##### KUTIPAN #####
Apakah dunia ibu-ibu selalu identik dengan “kompetitif”, saling membanding-bandingkan atau nyinyir tiada akhir? Hohoho, berhubung saya belum pernah bikin riset serius soal ini, well, paling tidak kita bisa lihat dari tren belakangan lah ya. Pernah dengan kalimat semacam:
“Eh, lahiran pakai caesar ya? Tsaelahhh, takut mau lahiran normal?”
“Loh, kok anaknya dikasih sufor (susu formula) sih? Bayi saya dong, full ASI. Anak situ bayinya manusia kan? Bukan bayi sapi kan?”
“Eh, MPASI (Makanan Pendamping ASI)nya beli di minimarket ya? Ya ampuun, jadi ibu tuh enggak boleh males. Saya dong, bikin MPASI. Lebih higienis dan ekonomis.”
“Loh, punya anak bayi masih kerja full time di kantor? Nggak sayang sama bayi ya? Uuuh, istri sholihah mestinya full time mother kayak saya duooong.”
“Apa?? Anaknya ikutan homeschooling? Enggak takut jadi anti-sosial? Anakku dong, masuk di sekolah internasional. Biar dia siap think and act globally gitu…”
Errrr…. terasaaa… pernah denger di manaaaa gitu kan? Hehehe. Idem deh, ama saya. Yang namanya, kompetisi tuh bukan cuman di tipi, ala-ala X-Factor, Indonesian Idol, dan sejenisnya. Justru, kompetisi yang sangat membumi ada di sebelah-sebelah kita. Saban ketemu ibu-ibu, selaluuuu aja digerus pertanyaan yang bikin jantung berdentam memancarkan hasrat ingin muntab, tapiii, nggak bisa tersalurkan dengan maksimal, hiks.
##### DATA YANG DIBERIKAN #####
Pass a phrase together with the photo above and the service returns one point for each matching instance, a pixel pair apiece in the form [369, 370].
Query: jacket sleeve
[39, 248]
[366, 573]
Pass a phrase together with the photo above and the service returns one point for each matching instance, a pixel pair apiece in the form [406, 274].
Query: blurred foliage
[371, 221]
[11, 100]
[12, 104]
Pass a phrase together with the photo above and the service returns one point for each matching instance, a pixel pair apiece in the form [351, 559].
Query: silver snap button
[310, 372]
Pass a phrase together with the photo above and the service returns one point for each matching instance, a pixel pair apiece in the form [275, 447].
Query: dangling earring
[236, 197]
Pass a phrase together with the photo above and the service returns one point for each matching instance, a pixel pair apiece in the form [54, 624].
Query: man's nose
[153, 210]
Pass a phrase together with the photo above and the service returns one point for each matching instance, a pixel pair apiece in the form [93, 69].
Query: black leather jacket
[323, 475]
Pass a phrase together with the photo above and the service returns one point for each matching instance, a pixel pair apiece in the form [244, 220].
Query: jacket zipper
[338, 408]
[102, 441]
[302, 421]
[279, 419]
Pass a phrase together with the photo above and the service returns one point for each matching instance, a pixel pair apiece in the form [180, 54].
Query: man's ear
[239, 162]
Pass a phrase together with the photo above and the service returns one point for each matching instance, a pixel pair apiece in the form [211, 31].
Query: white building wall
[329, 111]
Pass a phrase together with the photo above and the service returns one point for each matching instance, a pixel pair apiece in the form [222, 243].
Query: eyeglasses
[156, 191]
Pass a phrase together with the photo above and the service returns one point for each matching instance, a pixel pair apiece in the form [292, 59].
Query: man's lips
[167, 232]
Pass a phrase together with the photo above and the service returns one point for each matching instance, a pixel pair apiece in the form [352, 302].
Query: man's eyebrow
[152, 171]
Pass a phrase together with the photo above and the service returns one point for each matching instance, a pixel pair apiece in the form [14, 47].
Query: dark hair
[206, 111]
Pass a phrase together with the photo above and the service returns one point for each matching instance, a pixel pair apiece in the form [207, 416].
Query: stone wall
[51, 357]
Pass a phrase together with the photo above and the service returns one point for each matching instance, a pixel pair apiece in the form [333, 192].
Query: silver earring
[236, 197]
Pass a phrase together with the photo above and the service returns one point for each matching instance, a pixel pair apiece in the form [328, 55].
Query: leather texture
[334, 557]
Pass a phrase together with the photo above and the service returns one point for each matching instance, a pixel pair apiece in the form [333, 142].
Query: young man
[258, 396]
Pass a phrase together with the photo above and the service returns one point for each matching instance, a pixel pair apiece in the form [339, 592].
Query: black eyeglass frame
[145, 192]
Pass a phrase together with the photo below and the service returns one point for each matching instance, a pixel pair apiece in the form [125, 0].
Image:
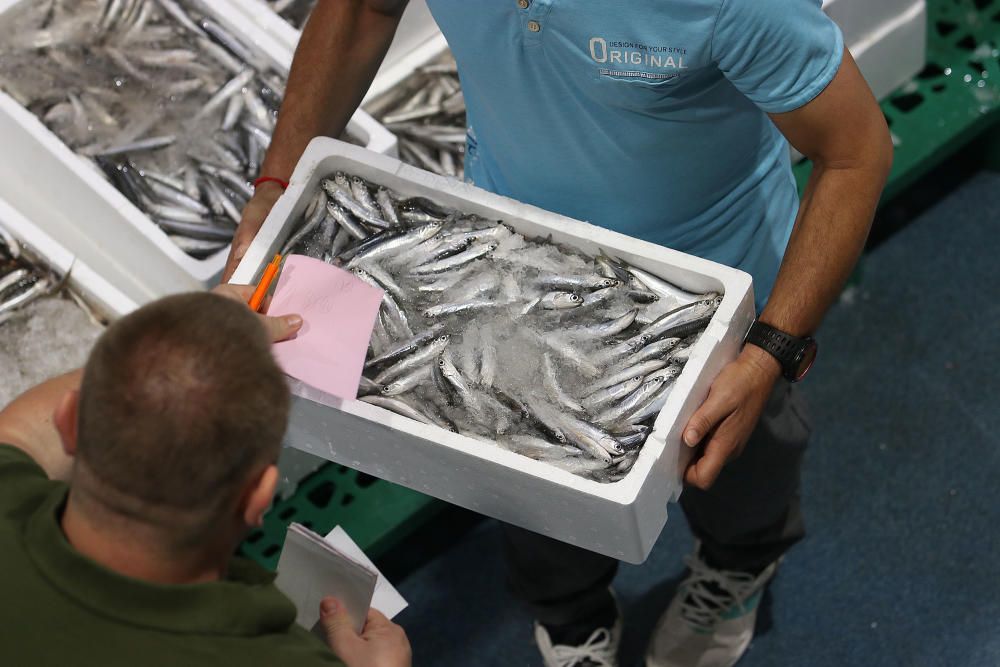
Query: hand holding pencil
[279, 328]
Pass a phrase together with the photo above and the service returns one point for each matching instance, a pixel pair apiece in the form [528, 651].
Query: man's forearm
[843, 132]
[27, 423]
[834, 219]
[341, 49]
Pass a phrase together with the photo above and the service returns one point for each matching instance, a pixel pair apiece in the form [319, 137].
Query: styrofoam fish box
[859, 19]
[891, 53]
[67, 196]
[622, 519]
[104, 297]
[417, 39]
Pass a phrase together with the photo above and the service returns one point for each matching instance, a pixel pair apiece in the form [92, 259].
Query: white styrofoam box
[886, 37]
[411, 46]
[623, 519]
[104, 297]
[70, 198]
[858, 19]
[893, 53]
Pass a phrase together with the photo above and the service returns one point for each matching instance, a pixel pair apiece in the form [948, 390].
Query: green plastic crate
[375, 513]
[953, 100]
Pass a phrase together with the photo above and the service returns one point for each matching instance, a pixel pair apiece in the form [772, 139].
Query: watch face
[806, 359]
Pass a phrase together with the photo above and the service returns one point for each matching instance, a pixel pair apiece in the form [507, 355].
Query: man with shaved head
[126, 487]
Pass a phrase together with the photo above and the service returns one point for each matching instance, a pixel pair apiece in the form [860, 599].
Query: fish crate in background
[886, 37]
[70, 198]
[621, 519]
[418, 42]
[417, 39]
[426, 112]
[52, 333]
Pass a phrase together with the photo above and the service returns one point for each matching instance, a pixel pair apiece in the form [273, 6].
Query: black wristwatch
[796, 355]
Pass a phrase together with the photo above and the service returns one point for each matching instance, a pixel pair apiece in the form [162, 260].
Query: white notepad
[311, 568]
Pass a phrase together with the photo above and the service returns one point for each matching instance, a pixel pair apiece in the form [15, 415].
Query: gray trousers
[747, 520]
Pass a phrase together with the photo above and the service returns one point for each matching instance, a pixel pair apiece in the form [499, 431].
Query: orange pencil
[265, 283]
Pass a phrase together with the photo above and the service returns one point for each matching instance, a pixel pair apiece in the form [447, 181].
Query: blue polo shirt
[648, 117]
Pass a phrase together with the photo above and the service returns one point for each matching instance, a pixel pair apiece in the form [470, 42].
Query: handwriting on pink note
[338, 312]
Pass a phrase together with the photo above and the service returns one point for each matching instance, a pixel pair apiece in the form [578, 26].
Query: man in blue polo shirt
[669, 120]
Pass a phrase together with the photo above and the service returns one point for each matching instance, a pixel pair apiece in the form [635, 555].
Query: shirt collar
[245, 604]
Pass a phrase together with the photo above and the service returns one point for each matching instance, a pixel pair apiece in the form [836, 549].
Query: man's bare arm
[27, 423]
[342, 46]
[844, 133]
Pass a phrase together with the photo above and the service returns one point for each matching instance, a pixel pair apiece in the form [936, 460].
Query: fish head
[608, 442]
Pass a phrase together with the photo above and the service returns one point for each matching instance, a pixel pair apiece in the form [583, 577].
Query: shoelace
[594, 650]
[708, 592]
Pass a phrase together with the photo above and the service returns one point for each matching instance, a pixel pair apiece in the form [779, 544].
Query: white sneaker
[600, 650]
[711, 619]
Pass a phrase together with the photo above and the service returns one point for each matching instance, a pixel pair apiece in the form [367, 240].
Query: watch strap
[784, 347]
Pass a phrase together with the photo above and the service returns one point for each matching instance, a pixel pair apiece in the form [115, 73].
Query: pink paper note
[338, 312]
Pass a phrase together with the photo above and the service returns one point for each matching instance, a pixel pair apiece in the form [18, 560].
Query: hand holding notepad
[312, 568]
[338, 312]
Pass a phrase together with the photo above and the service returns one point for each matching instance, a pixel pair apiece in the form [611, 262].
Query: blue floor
[901, 484]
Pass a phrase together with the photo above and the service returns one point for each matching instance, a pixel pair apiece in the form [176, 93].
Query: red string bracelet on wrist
[270, 179]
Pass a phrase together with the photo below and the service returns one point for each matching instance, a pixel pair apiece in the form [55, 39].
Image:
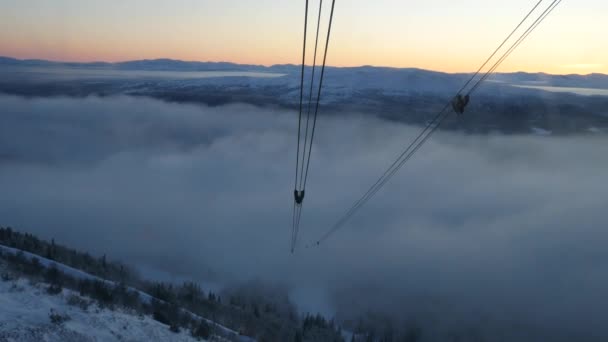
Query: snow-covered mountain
[30, 314]
[506, 102]
[27, 309]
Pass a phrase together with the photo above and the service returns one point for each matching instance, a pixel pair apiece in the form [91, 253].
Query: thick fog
[504, 234]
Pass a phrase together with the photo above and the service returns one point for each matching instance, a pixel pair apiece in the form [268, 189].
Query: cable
[293, 229]
[312, 80]
[532, 27]
[305, 158]
[314, 121]
[409, 152]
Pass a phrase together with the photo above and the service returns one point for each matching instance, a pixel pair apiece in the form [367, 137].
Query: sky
[445, 35]
[478, 233]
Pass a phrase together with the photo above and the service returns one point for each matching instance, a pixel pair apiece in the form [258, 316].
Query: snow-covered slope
[78, 274]
[25, 316]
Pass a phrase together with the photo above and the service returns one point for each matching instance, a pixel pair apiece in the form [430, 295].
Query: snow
[24, 317]
[78, 274]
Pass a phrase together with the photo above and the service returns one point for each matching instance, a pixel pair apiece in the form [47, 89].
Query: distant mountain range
[506, 102]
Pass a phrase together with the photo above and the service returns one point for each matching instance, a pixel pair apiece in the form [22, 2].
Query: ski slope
[5, 313]
[24, 317]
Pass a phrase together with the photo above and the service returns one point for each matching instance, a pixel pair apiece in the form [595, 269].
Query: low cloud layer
[503, 234]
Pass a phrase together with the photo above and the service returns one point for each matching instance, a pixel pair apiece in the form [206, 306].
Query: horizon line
[283, 64]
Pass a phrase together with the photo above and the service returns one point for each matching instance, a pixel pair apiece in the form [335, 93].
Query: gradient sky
[441, 35]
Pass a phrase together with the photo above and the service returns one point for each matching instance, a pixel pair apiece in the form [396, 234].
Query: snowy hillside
[28, 310]
[78, 274]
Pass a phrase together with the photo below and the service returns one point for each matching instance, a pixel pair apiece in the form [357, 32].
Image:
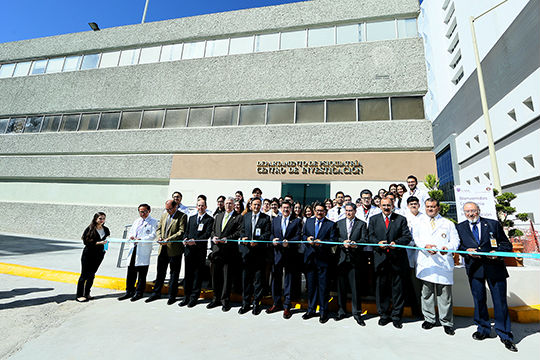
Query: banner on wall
[481, 195]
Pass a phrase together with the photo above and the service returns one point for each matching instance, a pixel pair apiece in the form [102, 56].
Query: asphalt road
[40, 319]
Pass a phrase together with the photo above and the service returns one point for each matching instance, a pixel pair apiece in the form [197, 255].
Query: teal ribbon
[462, 252]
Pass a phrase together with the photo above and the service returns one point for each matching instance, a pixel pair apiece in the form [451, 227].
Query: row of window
[299, 112]
[512, 165]
[343, 34]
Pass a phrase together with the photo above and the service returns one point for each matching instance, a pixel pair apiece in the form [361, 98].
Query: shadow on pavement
[38, 301]
[21, 291]
[19, 245]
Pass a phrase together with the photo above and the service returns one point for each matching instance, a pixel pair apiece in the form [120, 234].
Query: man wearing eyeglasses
[141, 234]
[486, 235]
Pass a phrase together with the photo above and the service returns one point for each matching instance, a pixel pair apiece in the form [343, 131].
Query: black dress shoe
[509, 344]
[360, 321]
[308, 315]
[153, 298]
[171, 301]
[273, 309]
[244, 309]
[479, 336]
[323, 318]
[426, 325]
[287, 314]
[449, 330]
[212, 304]
[256, 309]
[226, 306]
[125, 296]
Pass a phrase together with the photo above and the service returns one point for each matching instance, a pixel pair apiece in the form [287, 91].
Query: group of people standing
[316, 239]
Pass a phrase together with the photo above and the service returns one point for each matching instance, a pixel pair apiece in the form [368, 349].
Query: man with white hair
[486, 235]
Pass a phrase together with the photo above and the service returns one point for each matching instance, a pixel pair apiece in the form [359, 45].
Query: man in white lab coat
[141, 235]
[436, 267]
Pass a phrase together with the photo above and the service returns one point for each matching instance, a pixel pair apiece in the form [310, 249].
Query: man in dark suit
[317, 258]
[256, 226]
[227, 225]
[387, 229]
[285, 234]
[486, 235]
[350, 231]
[170, 233]
[199, 228]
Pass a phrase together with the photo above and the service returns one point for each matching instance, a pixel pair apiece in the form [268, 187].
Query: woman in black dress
[94, 240]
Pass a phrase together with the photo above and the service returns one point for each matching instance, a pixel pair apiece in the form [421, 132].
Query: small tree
[504, 209]
[432, 184]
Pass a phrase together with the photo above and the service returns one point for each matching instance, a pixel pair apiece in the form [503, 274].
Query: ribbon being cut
[461, 252]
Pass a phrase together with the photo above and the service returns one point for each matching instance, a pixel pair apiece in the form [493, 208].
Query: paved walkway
[40, 320]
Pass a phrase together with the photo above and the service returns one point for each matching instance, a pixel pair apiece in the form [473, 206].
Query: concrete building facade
[326, 94]
[509, 49]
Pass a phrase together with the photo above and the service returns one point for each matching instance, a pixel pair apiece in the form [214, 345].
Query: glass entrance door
[306, 193]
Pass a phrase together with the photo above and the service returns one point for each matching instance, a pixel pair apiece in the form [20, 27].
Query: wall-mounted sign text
[353, 167]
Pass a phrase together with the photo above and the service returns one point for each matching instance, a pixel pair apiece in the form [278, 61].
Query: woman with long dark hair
[94, 238]
[297, 210]
[400, 190]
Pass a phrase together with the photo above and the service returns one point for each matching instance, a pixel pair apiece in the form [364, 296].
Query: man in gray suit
[351, 230]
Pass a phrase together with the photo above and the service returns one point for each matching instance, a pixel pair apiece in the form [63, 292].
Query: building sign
[479, 194]
[311, 167]
[304, 166]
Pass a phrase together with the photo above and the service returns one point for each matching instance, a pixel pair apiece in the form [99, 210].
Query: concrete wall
[363, 69]
[361, 136]
[256, 20]
[64, 221]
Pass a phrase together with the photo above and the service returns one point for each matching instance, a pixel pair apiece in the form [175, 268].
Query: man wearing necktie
[285, 234]
[387, 229]
[143, 230]
[170, 233]
[350, 231]
[255, 226]
[486, 235]
[199, 230]
[337, 212]
[317, 258]
[227, 225]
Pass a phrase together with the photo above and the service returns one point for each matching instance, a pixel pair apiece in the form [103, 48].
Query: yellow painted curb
[520, 314]
[69, 277]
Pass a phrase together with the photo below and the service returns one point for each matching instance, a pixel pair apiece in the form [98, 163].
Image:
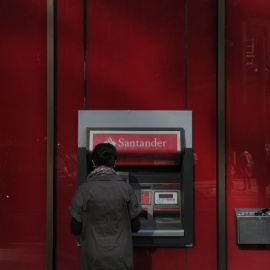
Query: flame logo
[110, 140]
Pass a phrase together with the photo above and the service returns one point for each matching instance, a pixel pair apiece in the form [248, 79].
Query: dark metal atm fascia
[186, 191]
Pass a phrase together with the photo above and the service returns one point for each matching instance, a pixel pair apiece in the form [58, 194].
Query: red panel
[136, 54]
[248, 117]
[202, 101]
[23, 134]
[70, 98]
[136, 60]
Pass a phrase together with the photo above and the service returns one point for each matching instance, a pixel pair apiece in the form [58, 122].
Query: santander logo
[128, 143]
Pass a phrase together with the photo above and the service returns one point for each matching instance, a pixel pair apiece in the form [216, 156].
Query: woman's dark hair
[104, 154]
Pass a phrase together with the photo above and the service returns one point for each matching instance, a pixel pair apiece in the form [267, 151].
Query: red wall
[136, 60]
[248, 117]
[23, 134]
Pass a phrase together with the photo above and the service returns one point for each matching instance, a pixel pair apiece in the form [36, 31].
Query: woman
[104, 211]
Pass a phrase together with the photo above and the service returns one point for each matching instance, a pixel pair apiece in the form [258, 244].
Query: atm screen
[141, 147]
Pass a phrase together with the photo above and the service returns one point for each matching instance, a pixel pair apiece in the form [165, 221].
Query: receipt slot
[155, 156]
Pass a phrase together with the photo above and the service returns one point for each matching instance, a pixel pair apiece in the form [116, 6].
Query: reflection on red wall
[136, 60]
[248, 117]
[23, 135]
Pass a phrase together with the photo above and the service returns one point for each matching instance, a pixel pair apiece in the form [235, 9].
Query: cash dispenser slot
[158, 214]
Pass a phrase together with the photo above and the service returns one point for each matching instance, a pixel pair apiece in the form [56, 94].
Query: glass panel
[248, 117]
[23, 135]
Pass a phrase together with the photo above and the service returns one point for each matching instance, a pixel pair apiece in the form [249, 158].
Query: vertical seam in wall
[84, 49]
[50, 134]
[221, 140]
[186, 56]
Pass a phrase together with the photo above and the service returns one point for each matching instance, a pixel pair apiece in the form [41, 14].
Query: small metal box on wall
[252, 226]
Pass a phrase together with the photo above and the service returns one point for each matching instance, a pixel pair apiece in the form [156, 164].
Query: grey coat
[104, 205]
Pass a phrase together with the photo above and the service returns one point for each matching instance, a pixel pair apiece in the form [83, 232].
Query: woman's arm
[75, 226]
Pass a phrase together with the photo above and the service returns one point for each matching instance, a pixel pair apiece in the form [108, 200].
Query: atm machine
[155, 156]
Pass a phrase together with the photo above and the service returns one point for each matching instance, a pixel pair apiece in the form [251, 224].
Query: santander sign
[122, 142]
[140, 147]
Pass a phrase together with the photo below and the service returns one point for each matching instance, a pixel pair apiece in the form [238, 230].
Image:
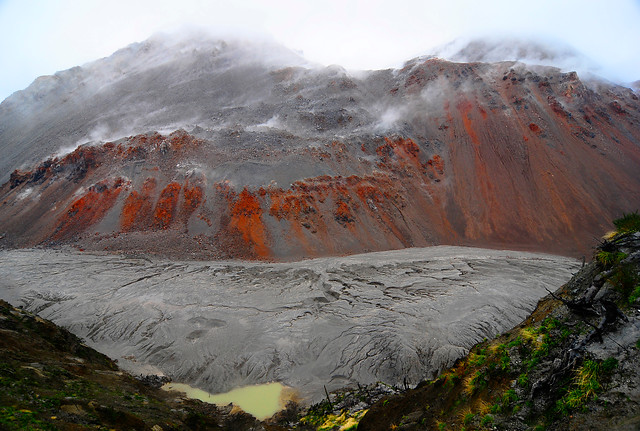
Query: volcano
[231, 149]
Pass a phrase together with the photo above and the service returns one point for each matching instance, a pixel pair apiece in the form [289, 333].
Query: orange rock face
[520, 160]
[87, 210]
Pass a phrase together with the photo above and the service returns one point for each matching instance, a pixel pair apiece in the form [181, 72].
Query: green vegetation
[486, 420]
[586, 383]
[609, 258]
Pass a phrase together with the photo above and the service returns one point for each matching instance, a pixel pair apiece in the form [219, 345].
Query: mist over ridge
[236, 148]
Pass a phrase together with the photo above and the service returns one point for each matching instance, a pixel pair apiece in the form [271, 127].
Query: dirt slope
[286, 162]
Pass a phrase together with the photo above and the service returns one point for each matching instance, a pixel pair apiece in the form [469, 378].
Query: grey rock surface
[334, 321]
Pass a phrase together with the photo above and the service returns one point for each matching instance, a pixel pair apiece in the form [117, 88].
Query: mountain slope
[285, 160]
[571, 365]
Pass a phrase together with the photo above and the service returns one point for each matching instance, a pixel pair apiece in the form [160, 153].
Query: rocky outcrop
[334, 322]
[51, 380]
[287, 162]
[571, 365]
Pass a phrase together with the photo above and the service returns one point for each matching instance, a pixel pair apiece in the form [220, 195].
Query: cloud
[38, 38]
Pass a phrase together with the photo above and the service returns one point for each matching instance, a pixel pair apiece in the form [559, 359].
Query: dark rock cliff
[571, 365]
#####
DAFTAR TUGAS »
1. Dalam kutipan tentang persaingan ibu-ibu, mengapa penulis hanya menilai dunia ibu-ibu dari tren belakangan? Jawab dalam satu sampai tiga kalimat.
2. Tuliskan kembali bagian kutipan tentang persaingan ibu-ibu, mulai dari "Errrr…. terasaaa… pernah" dan terus hingga "dengan maksimal, hiks.".

JAWABAN PER TUGAS »
1. Penulis belum pernah membuat riset serius soal apakah dunia ibu-ibu selalu kompetitif, saling membandingkan, atau nyinyir. Karena itu, paling tidak ia hanya bisa melihatnya dari tren belakangan.

2.
Errrr…. terasaaa… pernah denger di manaaaa gitu kan? Hehehe. Idem deh, ama saya. Yang namanya, kompetisi tuh bukan cuman di tipi, ala-ala X-Factor, Indonesian Idol, dan sejenisnya. Justru, kompetisi yang sangat membumi ada di sebelah-sebelah kita. Saban ketemu ibu-ibu, selaluuuu aja digerus pertanyaan yang bikin jantung berdentam memancarkan hasrat ingin muntab, tapiii, nggak bisa tersalurkan dengan maksimal, hiks.